**Exercice proposé 1:**
Quelles lignes de la liste contiennent le mot « bench » ? Rassemblez-les toutes en tenant compte de la casse.

Discours d'Etzer Vilaire à la mémoire des héros de l'Indépendance, de Charlemagne Péralte... 

Sunday, August 29, 2021

Le pont sur la Grand-Anse, bien trop jeune pour mourir


Par Mérès Weche

Après le roi Henri Christophe, grand civilisateur haïtien du XIXe siècle, qui nous dota de la noble citadelle du Cap-Haitien, le président Dumarsais Estimé nous a suffisamment montré le chemin de la fierté nationale, par des constructions assez imposantes pour soutenir la comparaison avec celles d’autres pays immensément riches. 

Ce n’est point du passéisme que de revenir à de telles réalisations, car c’est avec les matériaux du souvenir que les grandes nations construisent leur avenir, par le maintien des patrimoines et la transmission des valeurs. Nous avons de grandes brèches à colmater dans notre société, pour que les nouvelles générations haïtiennes, de l’intérieur et de l’extérieur, soient fières de leurs sources et ressources, ferments de l’identité nationale.

Lignes du jeu de données sur l'emplacement des objets:

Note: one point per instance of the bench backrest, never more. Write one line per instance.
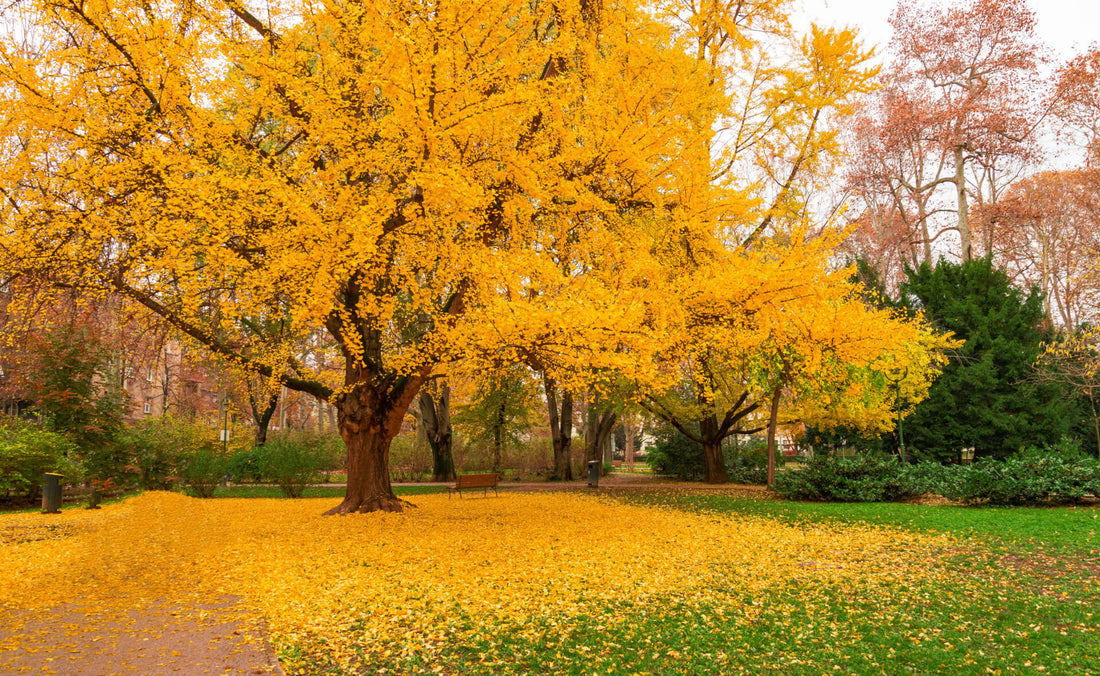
(475, 480)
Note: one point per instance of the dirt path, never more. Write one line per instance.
(161, 639)
(213, 638)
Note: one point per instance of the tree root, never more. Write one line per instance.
(371, 503)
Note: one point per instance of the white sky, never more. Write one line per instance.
(1067, 26)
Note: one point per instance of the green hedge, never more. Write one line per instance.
(28, 451)
(1059, 474)
(861, 478)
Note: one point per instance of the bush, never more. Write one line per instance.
(296, 461)
(747, 462)
(202, 469)
(245, 466)
(153, 452)
(675, 455)
(28, 452)
(1058, 474)
(861, 478)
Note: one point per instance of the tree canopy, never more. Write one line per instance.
(428, 181)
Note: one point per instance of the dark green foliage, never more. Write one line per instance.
(77, 394)
(860, 478)
(983, 398)
(202, 469)
(846, 439)
(675, 455)
(501, 412)
(28, 452)
(1056, 475)
(1053, 475)
(678, 456)
(747, 460)
(153, 450)
(245, 466)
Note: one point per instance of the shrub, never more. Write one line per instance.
(927, 477)
(296, 461)
(747, 462)
(1057, 474)
(675, 455)
(202, 469)
(861, 478)
(245, 466)
(28, 452)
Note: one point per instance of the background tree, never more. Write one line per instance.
(986, 397)
(1046, 233)
(499, 411)
(435, 403)
(1073, 362)
(974, 71)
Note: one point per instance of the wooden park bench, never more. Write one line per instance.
(474, 480)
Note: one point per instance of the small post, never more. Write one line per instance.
(594, 474)
(52, 494)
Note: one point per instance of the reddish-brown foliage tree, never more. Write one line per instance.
(971, 87)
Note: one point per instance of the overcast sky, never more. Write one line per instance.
(1067, 26)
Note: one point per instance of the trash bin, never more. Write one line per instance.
(52, 494)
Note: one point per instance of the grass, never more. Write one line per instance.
(1018, 590)
(675, 582)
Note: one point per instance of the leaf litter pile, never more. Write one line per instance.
(458, 585)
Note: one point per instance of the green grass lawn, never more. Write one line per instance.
(1021, 595)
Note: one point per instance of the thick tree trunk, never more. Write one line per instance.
(262, 418)
(561, 430)
(598, 430)
(370, 418)
(772, 423)
(714, 463)
(631, 441)
(436, 417)
(498, 438)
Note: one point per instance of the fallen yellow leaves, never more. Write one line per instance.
(370, 588)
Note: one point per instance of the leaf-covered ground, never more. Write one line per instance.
(536, 583)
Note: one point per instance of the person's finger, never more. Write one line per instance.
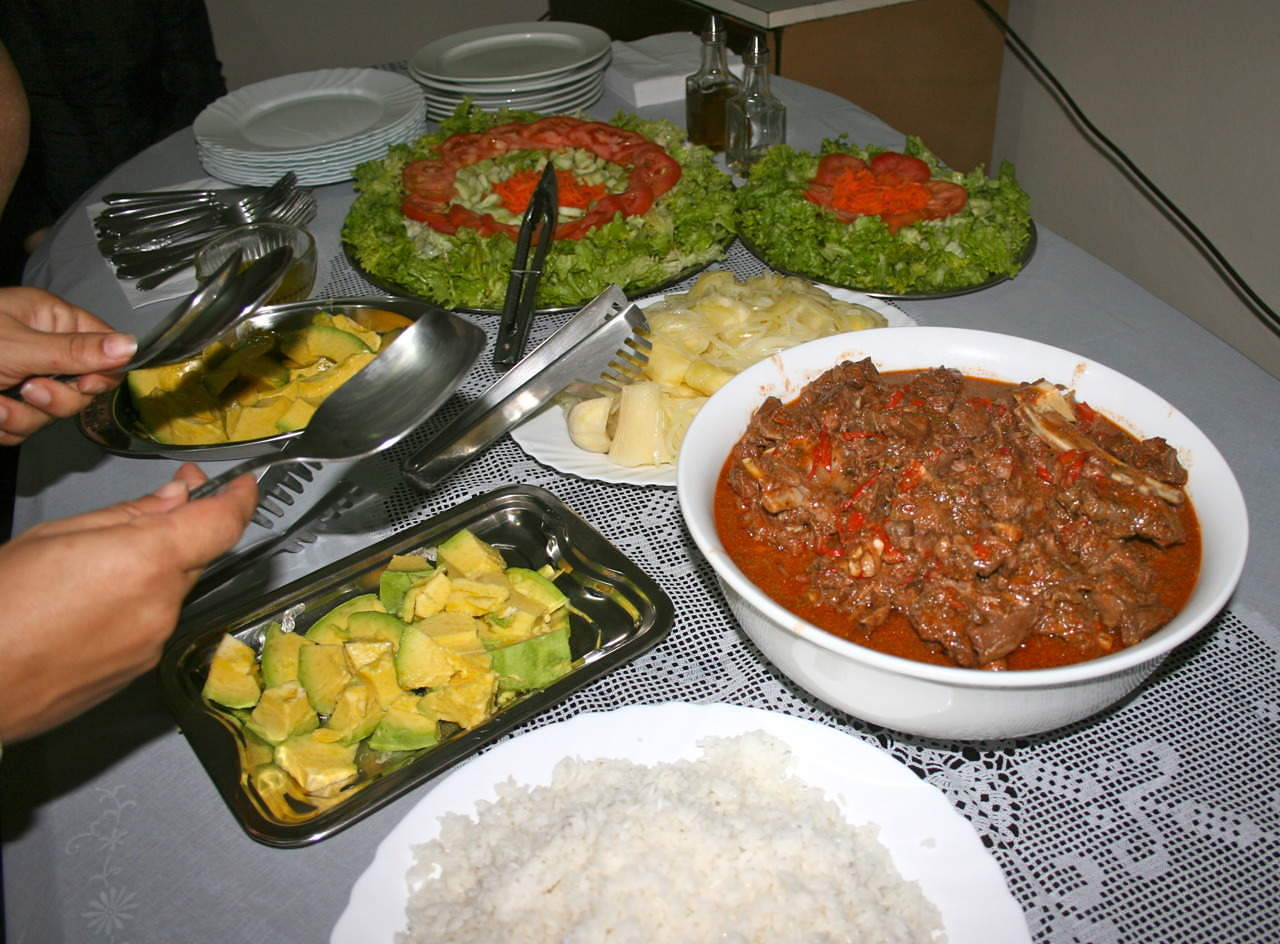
(210, 526)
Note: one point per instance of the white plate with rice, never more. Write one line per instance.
(545, 436)
(782, 828)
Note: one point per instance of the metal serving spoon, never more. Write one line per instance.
(205, 315)
(391, 397)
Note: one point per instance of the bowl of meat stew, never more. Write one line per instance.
(958, 534)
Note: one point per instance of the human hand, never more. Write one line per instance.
(90, 600)
(40, 335)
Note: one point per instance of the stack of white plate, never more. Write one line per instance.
(318, 124)
(540, 67)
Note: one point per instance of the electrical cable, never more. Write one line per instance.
(1237, 282)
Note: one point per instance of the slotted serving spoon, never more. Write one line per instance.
(380, 404)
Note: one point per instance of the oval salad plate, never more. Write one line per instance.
(545, 436)
(928, 841)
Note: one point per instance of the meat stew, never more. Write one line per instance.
(959, 521)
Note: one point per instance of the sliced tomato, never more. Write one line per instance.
(652, 166)
(430, 180)
(945, 198)
(900, 165)
(551, 132)
(636, 200)
(606, 141)
(434, 219)
(832, 165)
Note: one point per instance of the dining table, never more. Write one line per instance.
(1155, 820)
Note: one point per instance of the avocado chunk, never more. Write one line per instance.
(371, 624)
(423, 661)
(320, 766)
(323, 672)
(426, 597)
(355, 714)
(297, 416)
(519, 618)
(370, 660)
(309, 344)
(332, 627)
(232, 679)
(478, 596)
(534, 663)
(405, 728)
(466, 555)
(282, 713)
(467, 702)
(279, 660)
(393, 585)
(538, 587)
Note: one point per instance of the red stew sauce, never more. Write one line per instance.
(924, 516)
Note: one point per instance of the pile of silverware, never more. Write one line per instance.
(151, 237)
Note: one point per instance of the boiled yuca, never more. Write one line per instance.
(700, 339)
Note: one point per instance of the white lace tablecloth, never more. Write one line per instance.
(1157, 821)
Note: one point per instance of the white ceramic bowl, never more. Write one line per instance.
(941, 701)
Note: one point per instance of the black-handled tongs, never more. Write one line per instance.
(517, 310)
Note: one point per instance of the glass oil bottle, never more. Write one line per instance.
(709, 88)
(755, 120)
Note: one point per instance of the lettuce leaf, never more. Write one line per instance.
(984, 242)
(688, 228)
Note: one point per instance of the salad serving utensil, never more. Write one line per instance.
(517, 310)
(206, 314)
(606, 326)
(382, 403)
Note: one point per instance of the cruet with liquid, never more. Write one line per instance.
(755, 120)
(709, 88)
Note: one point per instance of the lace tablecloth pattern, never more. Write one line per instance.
(1118, 829)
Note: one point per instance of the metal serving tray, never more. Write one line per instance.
(617, 613)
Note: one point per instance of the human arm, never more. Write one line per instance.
(41, 335)
(14, 125)
(90, 600)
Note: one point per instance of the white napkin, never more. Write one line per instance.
(653, 69)
(176, 287)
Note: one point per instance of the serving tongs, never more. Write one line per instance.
(517, 310)
(607, 326)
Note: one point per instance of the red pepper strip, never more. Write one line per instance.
(890, 553)
(854, 522)
(821, 456)
(912, 476)
(856, 493)
(1072, 462)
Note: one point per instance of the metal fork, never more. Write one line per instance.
(172, 260)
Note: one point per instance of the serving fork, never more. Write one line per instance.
(158, 264)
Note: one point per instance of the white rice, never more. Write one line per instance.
(725, 848)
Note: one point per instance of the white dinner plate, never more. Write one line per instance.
(557, 105)
(929, 842)
(511, 51)
(542, 85)
(307, 111)
(545, 435)
(531, 100)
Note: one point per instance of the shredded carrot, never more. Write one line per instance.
(865, 193)
(517, 189)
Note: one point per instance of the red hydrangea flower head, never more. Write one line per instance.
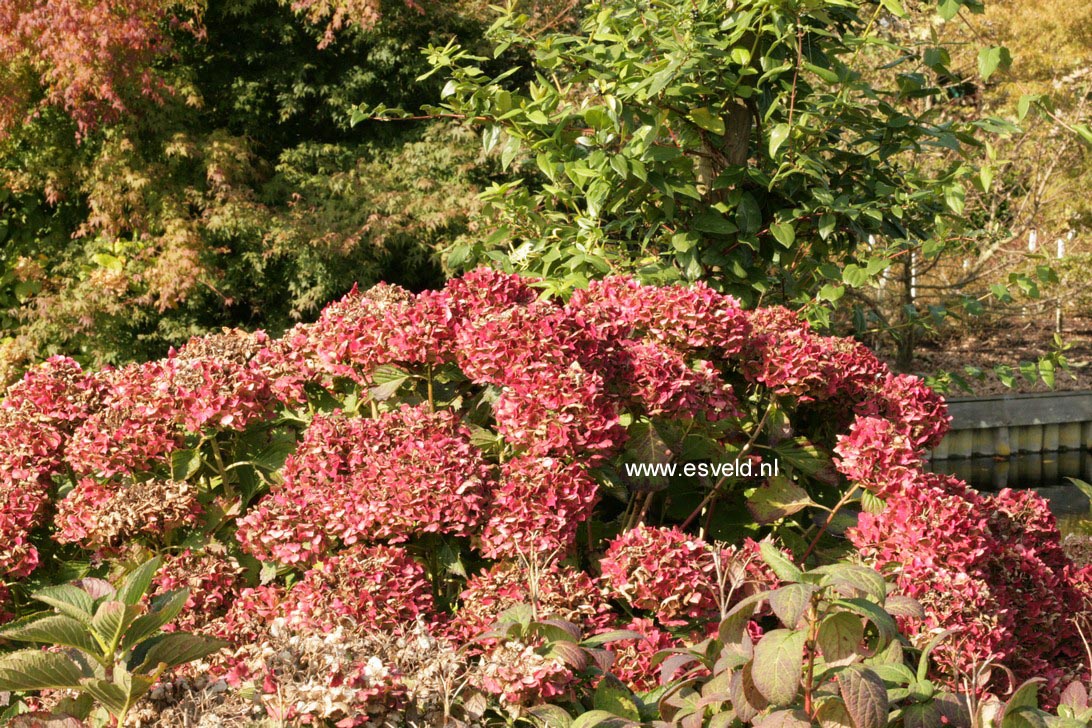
(410, 472)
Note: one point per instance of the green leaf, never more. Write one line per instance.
(550, 716)
(164, 609)
(779, 657)
(111, 620)
(137, 582)
(882, 621)
(791, 601)
(57, 630)
(746, 700)
(778, 136)
(616, 699)
(894, 7)
(185, 464)
(784, 569)
(832, 714)
(992, 59)
(839, 637)
(69, 600)
(708, 120)
(922, 715)
(748, 215)
(111, 696)
(784, 234)
(175, 648)
(776, 499)
(33, 669)
(954, 195)
(898, 605)
(614, 635)
(387, 390)
(1046, 371)
(784, 719)
(592, 718)
(1025, 695)
(851, 580)
(865, 696)
(854, 276)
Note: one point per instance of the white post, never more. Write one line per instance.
(1057, 306)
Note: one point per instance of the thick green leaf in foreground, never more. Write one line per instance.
(32, 669)
(175, 648)
(865, 696)
(779, 657)
(56, 630)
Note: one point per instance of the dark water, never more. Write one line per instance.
(1044, 473)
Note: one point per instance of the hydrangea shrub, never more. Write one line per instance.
(410, 468)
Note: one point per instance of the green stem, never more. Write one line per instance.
(221, 468)
(830, 518)
(716, 488)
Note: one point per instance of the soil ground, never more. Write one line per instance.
(1011, 342)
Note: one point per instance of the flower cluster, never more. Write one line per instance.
(104, 514)
(452, 457)
(410, 472)
(214, 581)
(677, 577)
(988, 568)
(555, 592)
(379, 586)
(536, 508)
(36, 419)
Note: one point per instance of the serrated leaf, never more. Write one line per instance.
(779, 657)
(137, 582)
(778, 498)
(748, 214)
(185, 464)
(734, 623)
(778, 136)
(708, 120)
(387, 390)
(164, 609)
(175, 648)
(555, 630)
(1025, 695)
(56, 629)
(784, 719)
(33, 669)
(616, 699)
(865, 696)
(851, 580)
(839, 637)
(784, 234)
(832, 714)
(108, 694)
(111, 620)
(992, 59)
(885, 624)
(791, 601)
(69, 600)
(570, 654)
(1076, 695)
(781, 567)
(898, 605)
(550, 716)
(614, 635)
(597, 718)
(894, 7)
(922, 715)
(746, 699)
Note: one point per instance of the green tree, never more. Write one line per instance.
(238, 195)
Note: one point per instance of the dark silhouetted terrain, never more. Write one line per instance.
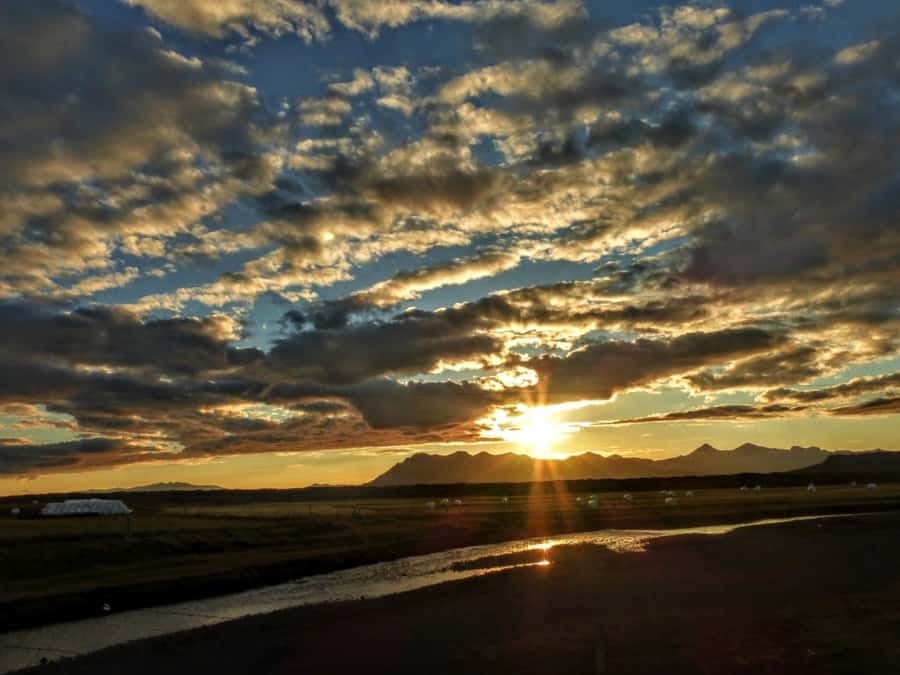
(161, 487)
(461, 467)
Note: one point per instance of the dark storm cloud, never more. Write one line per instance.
(719, 412)
(793, 365)
(386, 404)
(877, 406)
(409, 343)
(115, 337)
(141, 148)
(24, 458)
(599, 370)
(851, 389)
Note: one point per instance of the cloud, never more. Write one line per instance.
(112, 337)
(876, 406)
(599, 370)
(412, 342)
(719, 412)
(27, 458)
(856, 387)
(219, 18)
(148, 145)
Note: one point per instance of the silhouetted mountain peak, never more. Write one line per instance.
(484, 467)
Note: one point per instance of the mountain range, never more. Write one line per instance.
(462, 467)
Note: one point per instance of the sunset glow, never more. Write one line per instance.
(284, 243)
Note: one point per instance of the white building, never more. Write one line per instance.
(86, 507)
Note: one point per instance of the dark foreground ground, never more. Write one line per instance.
(809, 597)
(185, 546)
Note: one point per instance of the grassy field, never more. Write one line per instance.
(806, 598)
(190, 545)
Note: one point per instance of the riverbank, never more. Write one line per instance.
(59, 570)
(809, 597)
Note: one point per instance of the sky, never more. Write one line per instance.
(269, 243)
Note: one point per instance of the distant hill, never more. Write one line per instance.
(873, 463)
(461, 467)
(160, 487)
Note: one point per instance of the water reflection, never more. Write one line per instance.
(27, 648)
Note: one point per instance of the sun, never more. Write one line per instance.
(539, 431)
(533, 428)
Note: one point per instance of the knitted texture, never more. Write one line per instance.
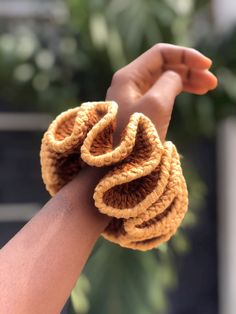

**Exercice proposé 2:**
Répondez à ces questions sur le texte fourni :
(a) Qui a doté le pays de la citadelle du Cap-Haïtien ?
(b) Quel nom figure après « Par » sous le titre ?
(c) Avec quels matériaux les grandes nations construisent-elles leur avenir ?

**Réponse finale 1:**
Note: one point per instance of the bench backrest, never more. Write one line per instance.
Note: one point per instance of the wooden park bench, never more. Write one line per instance.

**Réponse finale 2:**
(a) Le roi Henri Christophe.
(b) Mérès Weche.
(c) Avec les matériaux du souvenir.